◆ Exercise:
Each line of the material should be retyped without alteration.

◆ Material provided:
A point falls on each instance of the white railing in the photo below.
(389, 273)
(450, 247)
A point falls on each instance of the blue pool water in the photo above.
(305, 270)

◆ Response to this task:
A point falls on each instance of the white railing in the photo below.
(389, 273)
(450, 247)
A point falls on each instance of the blue pool water in the photo above.
(305, 270)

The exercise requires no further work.